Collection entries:
--- START ---

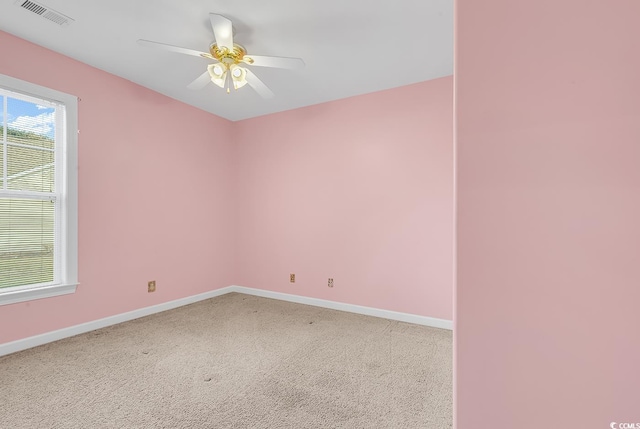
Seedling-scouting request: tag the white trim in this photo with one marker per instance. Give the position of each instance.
(350, 308)
(48, 337)
(13, 295)
(38, 340)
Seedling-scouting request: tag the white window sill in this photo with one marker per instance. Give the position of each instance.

--- END ---

Task brief: Output the records above unchanged, minus their pictures.

Answer to this exercise:
Seedling-scouting request: tag the white trim in this photo with one marker per instance. Give the position of each instance.
(350, 308)
(48, 337)
(13, 295)
(38, 340)
Seedling-scouting request: tag the white window sill in this photo with one marker per instance. Give the position of each instance.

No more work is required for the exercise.